### [Data for this task]
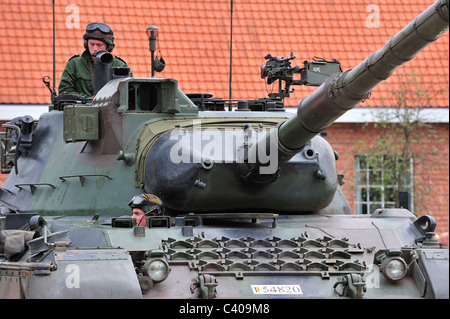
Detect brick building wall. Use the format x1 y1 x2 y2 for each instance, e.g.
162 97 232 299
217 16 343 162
325 123 449 233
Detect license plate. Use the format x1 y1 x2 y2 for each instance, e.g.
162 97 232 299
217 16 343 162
251 285 303 295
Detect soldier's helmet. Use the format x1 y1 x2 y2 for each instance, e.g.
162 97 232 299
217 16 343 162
83 22 115 52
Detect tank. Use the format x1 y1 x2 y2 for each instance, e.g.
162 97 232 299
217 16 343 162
0 0 449 302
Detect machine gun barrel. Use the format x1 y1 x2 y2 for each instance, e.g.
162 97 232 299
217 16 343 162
244 0 449 180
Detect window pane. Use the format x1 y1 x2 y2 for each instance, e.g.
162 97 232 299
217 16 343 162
354 155 414 214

### [Task]
Rewrite all the rows above as a numbered list with no blank lines, leaving out the picture.

### [Result for this task]
1. Detect brick building wall. Use the format x1 y1 x2 y2 for each instance, e.g.
2. 162 97 232 299
3. 217 16 343 162
4. 325 123 449 233
5. Detect license plate. Use the format x1 y1 x2 y2 for each instance, e.g.
6. 162 97 232 299
7. 217 16 343 162
8. 251 285 303 295
9. Detect soldier's helmet. Use the format x1 y1 x2 y2 for each instance, e.g.
10. 162 97 232 299
11. 217 16 343 162
12. 83 22 115 52
13. Detect tank. Use the format x1 y1 x2 y2 for each instance, e.g.
14. 162 97 232 299
15. 217 16 343 162
16. 0 0 449 302
17. Detect machine gun barrel. Use the format x1 y1 x2 y2 for each instance, e.g.
18. 162 97 232 299
19. 217 16 343 162
20. 244 0 449 180
21. Detect window pane. Use the format x1 y1 x2 y2 for each instance, e.g.
22. 162 97 232 299
23. 217 16 343 162
24. 354 155 414 214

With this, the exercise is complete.